● **Entries on finding named things**
----------

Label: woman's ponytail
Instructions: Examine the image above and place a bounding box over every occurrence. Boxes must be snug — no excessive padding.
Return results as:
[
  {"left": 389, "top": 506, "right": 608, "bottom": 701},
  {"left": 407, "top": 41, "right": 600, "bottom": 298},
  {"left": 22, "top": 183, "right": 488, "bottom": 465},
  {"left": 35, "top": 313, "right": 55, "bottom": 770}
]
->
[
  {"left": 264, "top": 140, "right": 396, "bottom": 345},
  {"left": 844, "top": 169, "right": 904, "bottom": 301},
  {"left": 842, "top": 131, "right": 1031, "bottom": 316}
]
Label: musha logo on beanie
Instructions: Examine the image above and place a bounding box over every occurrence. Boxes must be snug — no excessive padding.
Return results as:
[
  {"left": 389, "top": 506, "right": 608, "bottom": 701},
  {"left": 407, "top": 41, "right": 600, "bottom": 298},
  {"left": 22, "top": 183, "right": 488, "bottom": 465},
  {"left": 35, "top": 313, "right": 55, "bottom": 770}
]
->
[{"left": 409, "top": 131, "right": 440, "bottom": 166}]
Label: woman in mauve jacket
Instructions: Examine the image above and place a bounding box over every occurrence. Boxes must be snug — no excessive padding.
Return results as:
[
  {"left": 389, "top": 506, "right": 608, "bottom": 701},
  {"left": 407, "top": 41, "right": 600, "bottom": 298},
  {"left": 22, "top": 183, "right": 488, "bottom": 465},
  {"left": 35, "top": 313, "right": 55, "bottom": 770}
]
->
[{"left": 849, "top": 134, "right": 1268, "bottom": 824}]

----------

● **EXERCISE AIM**
Rewrite every line of the records above as a Markdown table with the columns Number and Record line, numbering the rows in order and leaving out blank lines.

● **FINISHED EXERCISE**
| Number | Record line |
|---|---|
| 1 | Label: woman's ponytail |
| 2 | Instructions: Examine the image above and place a bounding box over every occurrence. Boxes must be snug — no excessive padding. |
| 3 | Return results as: |
| 4 | [ |
| 5 |   {"left": 389, "top": 506, "right": 608, "bottom": 701}, |
| 6 |   {"left": 407, "top": 41, "right": 600, "bottom": 298}, |
| 7 |   {"left": 22, "top": 183, "right": 488, "bottom": 465}, |
| 8 |   {"left": 35, "top": 313, "right": 55, "bottom": 770} |
| 9 | ] |
| 10 | -> |
| 11 | [ |
| 12 |   {"left": 264, "top": 140, "right": 396, "bottom": 345}, |
| 13 |   {"left": 844, "top": 169, "right": 904, "bottom": 301}, |
| 14 |   {"left": 842, "top": 131, "right": 1031, "bottom": 316} |
| 15 | ] |
| 16 | Label: musha logo on beanie |
| 17 | Instructions: Examine the image above and place a bounding box over every occurrence. Boxes must be snug — no excessive padding. |
| 18 | Return results as: |
| 19 | [ |
| 20 |   {"left": 389, "top": 506, "right": 608, "bottom": 701}, |
| 21 |   {"left": 407, "top": 41, "right": 600, "bottom": 298}, |
| 22 |   {"left": 22, "top": 183, "right": 488, "bottom": 465}, |
| 23 |   {"left": 35, "top": 313, "right": 55, "bottom": 770} |
| 24 | ] |
| 25 | -> |
| 26 | [{"left": 409, "top": 131, "right": 440, "bottom": 166}] |
| 27 | Label: woman in mauve jacket |
| 28 | Instructions: Examine the image above and place a bounding box over every occurrence. Boxes must be snug — no excessive padding. |
| 29 | Return results as: |
| 30 | [ |
| 31 |   {"left": 389, "top": 506, "right": 608, "bottom": 701}, |
| 32 |   {"left": 407, "top": 41, "right": 600, "bottom": 298}, |
| 33 |   {"left": 22, "top": 183, "right": 488, "bottom": 465}, |
| 34 |   {"left": 35, "top": 313, "right": 55, "bottom": 770} |
| 35 | ] |
| 36 | -> |
| 37 | [{"left": 849, "top": 134, "right": 1268, "bottom": 824}] |